■ WHAT THE TASK ASKS ■
Once the pictures are set aside, retype the remaining entries exactly.

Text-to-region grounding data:
::::

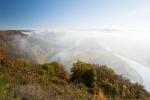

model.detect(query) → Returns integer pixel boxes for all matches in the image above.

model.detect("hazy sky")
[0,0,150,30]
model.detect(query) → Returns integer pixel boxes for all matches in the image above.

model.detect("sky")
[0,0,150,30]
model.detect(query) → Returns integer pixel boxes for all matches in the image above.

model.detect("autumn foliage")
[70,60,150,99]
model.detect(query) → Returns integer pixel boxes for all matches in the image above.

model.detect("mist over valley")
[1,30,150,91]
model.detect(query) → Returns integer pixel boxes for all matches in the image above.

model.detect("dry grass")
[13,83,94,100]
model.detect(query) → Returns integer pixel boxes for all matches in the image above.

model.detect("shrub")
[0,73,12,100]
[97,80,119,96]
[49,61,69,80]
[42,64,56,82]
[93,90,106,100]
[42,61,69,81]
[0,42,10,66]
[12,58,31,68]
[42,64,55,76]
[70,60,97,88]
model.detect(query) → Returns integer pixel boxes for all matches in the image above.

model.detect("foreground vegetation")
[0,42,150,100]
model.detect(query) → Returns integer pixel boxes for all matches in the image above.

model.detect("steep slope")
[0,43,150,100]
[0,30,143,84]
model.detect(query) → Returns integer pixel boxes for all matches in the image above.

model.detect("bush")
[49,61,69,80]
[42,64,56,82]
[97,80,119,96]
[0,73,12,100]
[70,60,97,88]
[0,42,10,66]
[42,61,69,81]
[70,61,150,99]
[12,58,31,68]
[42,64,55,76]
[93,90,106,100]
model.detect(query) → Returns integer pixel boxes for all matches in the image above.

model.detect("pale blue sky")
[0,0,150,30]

::::

■ SOLUTION TO THE PROBLEM ■
model.detect(query) → Returns integer pixel boxes for all matches in the image above.

model.detect("hazy sky")
[0,0,150,30]
model.detect(query) → Returns integer pixel boxes for all matches in the image above.

model.detect("sky")
[0,0,150,30]
model.detect(query) → Returns integer pixel boxes for all matches in the image above.

model.detect("autumn foliage")
[70,60,150,99]
model.detect(query) → Returns integer pixel boxes for all matches in the image above.

model.detect("mist over valley")
[1,30,150,91]
model.detect(query) → Returns integer pixel boxes for all matches in the image above.

model.detect("dry grass")
[13,83,94,100]
model.detect(query) → Returns integer pixel boxes for all matches in the image above.

model.detect("shrub")
[0,73,12,100]
[97,80,119,96]
[49,61,69,80]
[42,64,56,82]
[93,90,106,100]
[42,61,69,81]
[0,42,10,66]
[12,58,31,68]
[42,64,55,76]
[70,60,97,88]
model.detect(query) → Returns integer pixel boxes for all matches in the image above.

model.detect("foreground vegetation")
[0,42,150,100]
model.detect(query) → Returns integer pixel boxes for all matches in the image above.

model.detect("steep slope")
[0,43,150,100]
[0,30,143,84]
model.detect(query) → Returns integer pixel boxes for all matches in the image above.

model.detect("bush")
[49,61,69,80]
[42,64,56,82]
[97,80,119,96]
[0,73,12,100]
[70,60,97,88]
[0,42,10,66]
[42,61,69,81]
[70,61,150,99]
[12,58,31,68]
[42,64,55,76]
[93,90,106,100]
model.detect(query) → Returns integer pixel boxes for all matches in the image above.

model.detect("pale blue sky")
[0,0,150,30]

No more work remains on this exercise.